--- start ---

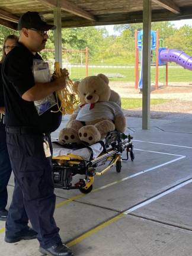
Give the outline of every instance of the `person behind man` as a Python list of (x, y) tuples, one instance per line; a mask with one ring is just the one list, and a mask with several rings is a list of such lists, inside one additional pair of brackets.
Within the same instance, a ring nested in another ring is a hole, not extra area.
[(32, 72), (34, 62), (41, 60), (37, 53), (45, 48), (47, 31), (55, 28), (37, 12), (24, 14), (18, 22), (18, 43), (3, 63), (7, 143), (15, 178), (5, 241), (11, 243), (37, 237), (42, 254), (72, 256), (62, 242), (53, 218), (56, 197), (50, 133), (59, 126), (62, 115), (54, 113), (57, 105), (40, 114), (35, 105), (65, 88), (66, 80), (61, 76), (37, 82)]
[(0, 220), (5, 220), (8, 215), (8, 211), (5, 209), (8, 199), (7, 187), (11, 173), (6, 142), (5, 125), (4, 122), (5, 104), (1, 69), (5, 56), (15, 47), (18, 40), (18, 37), (15, 35), (9, 35), (5, 37), (2, 48), (2, 57), (0, 61)]

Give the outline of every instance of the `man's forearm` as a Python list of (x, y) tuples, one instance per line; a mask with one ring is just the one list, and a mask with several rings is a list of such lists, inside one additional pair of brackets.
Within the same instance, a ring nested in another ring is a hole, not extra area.
[(5, 114), (5, 107), (0, 107), (0, 114)]
[(23, 95), (22, 98), (27, 101), (42, 100), (58, 89), (55, 81), (47, 83), (36, 83)]

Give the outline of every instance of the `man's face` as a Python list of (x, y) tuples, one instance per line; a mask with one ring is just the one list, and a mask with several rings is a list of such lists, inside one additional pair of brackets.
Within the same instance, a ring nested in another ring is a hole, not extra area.
[(49, 38), (47, 31), (27, 29), (28, 40), (33, 52), (38, 52), (44, 49)]

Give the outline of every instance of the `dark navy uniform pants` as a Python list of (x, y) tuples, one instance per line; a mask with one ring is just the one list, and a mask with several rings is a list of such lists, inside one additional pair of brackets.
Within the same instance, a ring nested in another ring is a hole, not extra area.
[(56, 197), (51, 157), (46, 158), (44, 139), (50, 135), (9, 133), (7, 142), (15, 175), (15, 188), (6, 222), (6, 236), (14, 237), (27, 228), (28, 219), (46, 248), (60, 241), (53, 219)]
[(11, 173), (11, 167), (6, 142), (5, 126), (0, 123), (0, 210), (7, 203), (7, 189)]

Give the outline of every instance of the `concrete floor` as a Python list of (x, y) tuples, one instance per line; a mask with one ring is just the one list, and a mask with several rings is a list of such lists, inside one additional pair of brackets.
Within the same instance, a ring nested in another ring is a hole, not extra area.
[[(55, 190), (55, 219), (75, 255), (192, 255), (191, 123), (192, 114), (151, 120), (143, 130), (141, 119), (128, 117), (135, 161), (96, 177), (89, 194)], [(9, 204), (13, 186), (12, 177)], [(0, 222), (1, 255), (41, 255), (37, 240), (4, 242), (4, 227)]]

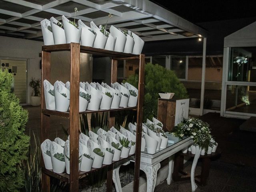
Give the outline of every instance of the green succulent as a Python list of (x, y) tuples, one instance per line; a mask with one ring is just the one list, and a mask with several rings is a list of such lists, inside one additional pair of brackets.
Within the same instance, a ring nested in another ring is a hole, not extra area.
[(51, 156), (51, 153), (50, 153), (50, 150), (46, 150), (46, 151), (44, 152), (44, 153), (45, 153), (46, 155), (50, 156), (50, 157)]
[(128, 96), (128, 95), (126, 93), (125, 93), (124, 94), (123, 93), (121, 92), (121, 94), (123, 95), (124, 96), (125, 96), (126, 97), (129, 97), (129, 96)]
[(113, 147), (114, 147), (118, 150), (119, 150), (120, 151), (121, 150), (122, 150), (122, 148), (123, 146), (120, 146), (120, 147), (119, 147), (120, 145), (118, 143), (116, 144), (116, 143), (113, 142), (112, 142), (111, 143), (111, 146), (112, 146)]
[(81, 91), (79, 93), (79, 96), (86, 99), (88, 101), (90, 101), (90, 99), (92, 98), (91, 95), (88, 93), (85, 93)]
[(138, 96), (138, 95), (137, 94), (137, 93), (136, 93), (136, 92), (135, 92), (135, 91), (134, 91), (134, 90), (132, 90), (132, 89), (130, 89), (129, 90), (129, 92), (130, 92), (130, 94), (131, 94), (132, 96), (133, 96), (134, 97), (136, 97)]
[(99, 148), (95, 148), (93, 150), (93, 152), (99, 156), (100, 156), (101, 157), (104, 156), (103, 152), (101, 151), (100, 149)]
[(114, 153), (114, 149), (111, 149), (111, 148), (106, 148), (106, 150), (108, 151), (110, 153), (111, 153), (112, 154)]
[(65, 161), (64, 159), (64, 154), (63, 153), (57, 153), (53, 155), (53, 156), (58, 160), (61, 161)]
[(84, 156), (85, 157), (87, 157), (87, 158), (88, 158), (88, 159), (90, 159), (91, 160), (93, 160), (93, 159), (91, 157), (90, 155), (88, 155), (88, 154), (86, 154), (86, 153), (85, 153), (84, 154)]
[(122, 139), (119, 137), (119, 142), (123, 147), (128, 148), (129, 147), (129, 144), (130, 141), (128, 140), (128, 138), (125, 138), (123, 137)]

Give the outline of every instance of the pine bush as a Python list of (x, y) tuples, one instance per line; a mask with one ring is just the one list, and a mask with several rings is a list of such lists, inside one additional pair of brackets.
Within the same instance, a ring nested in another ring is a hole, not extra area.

--- end ---

**SHORT TASK:** Rewrite all of the material above as a Markdown table with the columns "Row" and "Line". Give each line its own numbered row, and leave out blank lines and the pictures.

**RESPONSE:**
| Row | Line |
|---|---|
| 1 | Give the outline of every instance of the `person behind man` as a Python list of (x, y) tuples, one instance per line; a mask with one ring is just the one list, and a mask with several rings is a list of such lists, inside one additional pair of brackets. |
| 2 | Within the same instance, a ring nested in another ring is a hole, not extra area. |
| 3 | [(32, 72), (34, 62), (41, 60), (37, 53), (45, 48), (47, 31), (55, 28), (37, 12), (24, 14), (18, 22), (18, 43), (3, 63), (7, 143), (15, 178), (5, 241), (11, 243), (37, 237), (42, 254), (72, 256), (62, 242), (53, 218), (56, 197), (50, 133), (59, 126), (62, 115), (54, 113), (57, 105), (40, 114), (35, 105), (65, 88), (66, 80), (61, 76), (37, 82)] |
| 4 | [(0, 220), (5, 220), (8, 215), (8, 211), (5, 209), (8, 199), (7, 187), (11, 173), (6, 142), (5, 125), (4, 122), (5, 104), (1, 69), (5, 56), (15, 47), (18, 40), (18, 37), (15, 35), (9, 35), (5, 37), (2, 48), (2, 57), (0, 61)] |
| 5 | Give the outline of every instance of the `man's forearm` as a Python list of (x, y) tuples, one instance per line; a mask with one ring is just the one list, and a mask with several rings is a list of such lists, inside one additional pair of brackets. |
| 6 | Within the same instance, a ring nested in another ring is a hole, not extra area. |
| 7 | [(5, 114), (5, 107), (0, 107), (0, 114)] |
| 8 | [(23, 95), (22, 98), (27, 101), (42, 100), (58, 89), (55, 81), (47, 83), (36, 83)] |
| 9 | Give the outline of every instance of the `man's face` as a Python list of (x, y) tuples, one instance per line; a mask with one ring is just the one list, and a mask with several rings is a list of such lists, inside one additional pair of brackets. |
| 10 | Within the same instance, a ring nested in another ring is a hole, not extra area. |
| 11 | [(49, 38), (47, 31), (27, 29), (28, 40), (33, 52), (38, 52), (44, 49)] |
| 12 | Give the outline of every instance of the `dark navy uniform pants` as a Python list of (x, y) tuples, one instance per line; a mask with one ring is just the one list, and a mask with several rings is a list of such lists, inside one additional pair of brackets. |
| 13 | Within the same instance, a ring nested in another ring is a hole, not extra area. |
| 14 | [(56, 197), (51, 157), (46, 158), (44, 139), (50, 135), (9, 133), (7, 142), (15, 175), (15, 188), (6, 222), (6, 236), (14, 237), (27, 228), (28, 219), (46, 248), (60, 241), (53, 219)] |
| 15 | [(11, 173), (11, 167), (6, 142), (5, 126), (0, 123), (0, 210), (7, 203), (7, 189)] |
| 16 | Give the outline of every instance of the `concrete floor` as a Python list of (x, y) tuples, one instance per line; a mask with one ring is just the one list, and a mask with several rings is a list of such lists, inside one additional pair of brackets. |
| 17 | Within the same instance, a ring nested in another ring is a hole, not extra area. |
| 18 | [[(55, 190), (55, 219), (75, 255), (192, 255), (191, 123), (192, 114), (151, 120), (143, 130), (141, 119), (128, 117), (135, 161), (96, 177), (89, 194)], [(9, 204), (13, 186), (12, 177)], [(0, 222), (1, 255), (41, 255), (37, 240), (4, 242), (4, 227)]] |
| 19 | Give the outline of every instance of the green succulent as a Python list of (x, y) tuples, one instance per line; a mask with one ring is just the one list, and a mask with several rings is a list of such lists, inside one additional pair of brackets. |
| 20 | Within the same instance, a ring nested in another ring is a hole, not extra area. |
| 21 | [(51, 156), (51, 153), (50, 153), (50, 150), (46, 150), (46, 151), (44, 152), (44, 153), (45, 153), (46, 155), (50, 156), (50, 157)] |
| 22 | [(128, 96), (128, 95), (126, 93), (125, 93), (124, 94), (123, 93), (121, 92), (121, 94), (123, 95), (124, 96), (125, 96), (126, 97), (129, 97), (129, 96)] |
| 23 | [(113, 147), (114, 147), (118, 150), (119, 150), (120, 151), (121, 150), (122, 150), (122, 148), (123, 146), (120, 146), (120, 147), (119, 147), (120, 145), (118, 143), (116, 144), (116, 143), (113, 142), (112, 142), (111, 143), (111, 146), (112, 146)] |
| 24 | [(81, 91), (79, 93), (79, 96), (86, 99), (88, 101), (90, 101), (90, 99), (92, 98), (91, 95), (88, 93), (85, 93)] |
| 25 | [(138, 96), (138, 95), (137, 94), (137, 93), (136, 93), (136, 92), (135, 92), (135, 91), (134, 91), (134, 90), (132, 90), (132, 89), (130, 89), (129, 90), (129, 92), (130, 92), (130, 94), (131, 94), (132, 96), (133, 96), (134, 97), (136, 97)] |
| 26 | [(99, 148), (95, 148), (93, 150), (93, 152), (99, 156), (100, 156), (101, 157), (104, 156), (103, 152), (101, 151), (100, 149)] |
| 27 | [(114, 153), (114, 149), (111, 149), (111, 148), (106, 148), (106, 150), (108, 151), (110, 153), (111, 153), (112, 154)] |
| 28 | [(65, 161), (64, 159), (64, 154), (63, 153), (57, 153), (53, 155), (53, 156), (58, 160), (61, 161)] |
| 29 | [(84, 156), (85, 157), (87, 157), (87, 158), (88, 158), (88, 159), (90, 159), (91, 160), (93, 160), (93, 159), (91, 157), (90, 155), (88, 155), (88, 154), (86, 154), (86, 153), (85, 153), (84, 154)] |
| 30 | [(122, 139), (119, 137), (119, 142), (123, 147), (128, 148), (129, 147), (129, 144), (130, 141), (128, 140), (128, 138), (125, 138), (123, 137)] |
| 31 | Give the outline of every instance of the pine bush as a Python list of (x, y) tuples, one instance per line; a mask with one ring is just the one list, and a mask with several rings is a list of such lists, inside one additional pair of brackets. |
| 32 | Within the same instance, a ring nested in another ring is a hole, not extra area. |